= EXTRACT =
---+---
# DOES UBER call you??? Or is it a scam??



## ConverseAnt (Jul 31, 2018)

Yesterday I received a RANDOM call - - said she was from Uber and my thoughts were...

WHY IS UBER calling me??
BUT really I thought THIS HAS TO BE A SCAM!

However she introduced herself and reminded me that my licence was going to expire and had the correct date. I was still thinking "Are they calling to de-activate me??. Whats going on? Are they checking on me as I had so many "TAKE A QUICK SELFIEs THAT I WAS HURTING" Hard to take a selfie @ 11:30 at night by the Surf Club Street Light!

I asked why they were calling as I had already received several reminders. She hesitated didn't really understand or want to answer my questions.., Implied that it was a normal follow up reminder procedure. I said why because Uber have already sent me reminders, I was aware and I had my processes in order with plenty of time.

Shortly after completing call and I received an email another reminder for same thing.
---+---
= RECORDS SHOWN =
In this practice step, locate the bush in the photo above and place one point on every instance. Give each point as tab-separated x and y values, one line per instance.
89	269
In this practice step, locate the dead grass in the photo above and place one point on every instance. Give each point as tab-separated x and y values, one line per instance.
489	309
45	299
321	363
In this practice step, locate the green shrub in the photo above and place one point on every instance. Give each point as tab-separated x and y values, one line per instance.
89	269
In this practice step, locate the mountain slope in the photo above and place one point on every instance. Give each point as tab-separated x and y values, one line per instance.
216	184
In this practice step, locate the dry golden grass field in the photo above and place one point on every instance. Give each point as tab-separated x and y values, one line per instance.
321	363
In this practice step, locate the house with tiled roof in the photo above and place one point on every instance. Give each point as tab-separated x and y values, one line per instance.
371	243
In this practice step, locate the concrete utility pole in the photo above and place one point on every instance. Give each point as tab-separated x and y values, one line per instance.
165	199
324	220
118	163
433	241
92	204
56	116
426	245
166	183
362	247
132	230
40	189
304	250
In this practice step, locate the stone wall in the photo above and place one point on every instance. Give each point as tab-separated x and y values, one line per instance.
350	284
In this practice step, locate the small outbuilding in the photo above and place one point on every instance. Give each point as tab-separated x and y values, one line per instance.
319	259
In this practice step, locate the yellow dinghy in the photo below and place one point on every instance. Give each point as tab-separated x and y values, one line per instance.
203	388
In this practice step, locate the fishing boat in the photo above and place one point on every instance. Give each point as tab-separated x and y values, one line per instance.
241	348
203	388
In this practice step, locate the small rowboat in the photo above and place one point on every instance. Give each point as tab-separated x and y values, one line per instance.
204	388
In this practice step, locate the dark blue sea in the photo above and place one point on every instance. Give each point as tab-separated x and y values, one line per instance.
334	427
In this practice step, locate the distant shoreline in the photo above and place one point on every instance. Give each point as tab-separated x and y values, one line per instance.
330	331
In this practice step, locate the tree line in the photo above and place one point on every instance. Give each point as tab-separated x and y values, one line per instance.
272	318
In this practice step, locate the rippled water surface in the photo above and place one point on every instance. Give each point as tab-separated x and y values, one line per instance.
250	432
---+---
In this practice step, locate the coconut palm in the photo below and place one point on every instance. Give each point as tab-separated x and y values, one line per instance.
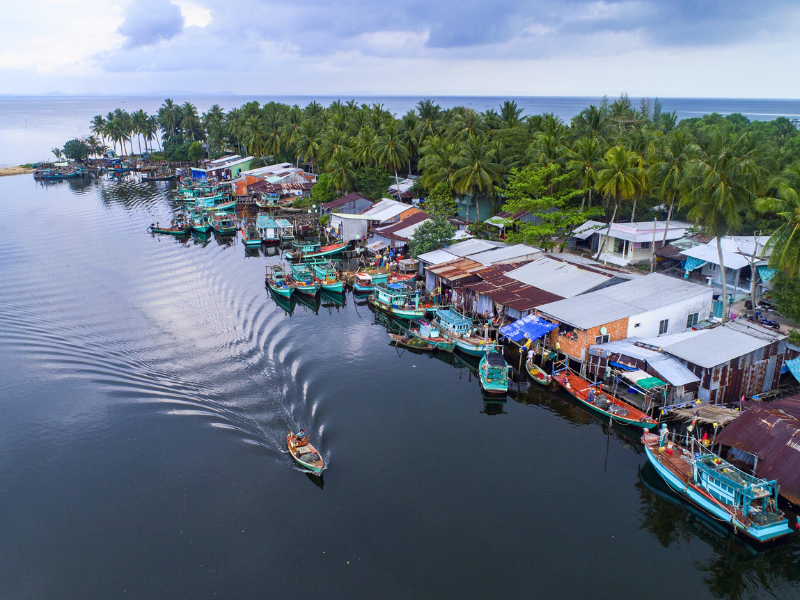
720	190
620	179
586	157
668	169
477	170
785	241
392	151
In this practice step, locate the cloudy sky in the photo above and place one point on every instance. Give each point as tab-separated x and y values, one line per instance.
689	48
---+---
= GOALS =
1 > According to the thread, what did the poster receive shortly after the call ended?
2 > Does each statement agree with the thread? Answer yes or no and quote the deciding words.
(a) The caller gave the wrong expiry date.
(b) The poster had already received several reminders before the call.
(c) The caller clearly explained why she was calling.
The records come from a different source than the thread.

= ANSWERS FOR THE TASKS =
1 > An email with another reminder for the same thing.

2 >
(a) No: "had the correct date"
(b) Yes: "I had already received several reminders"
(c) No: "She hesitated didn't really understand or want to answer my questions"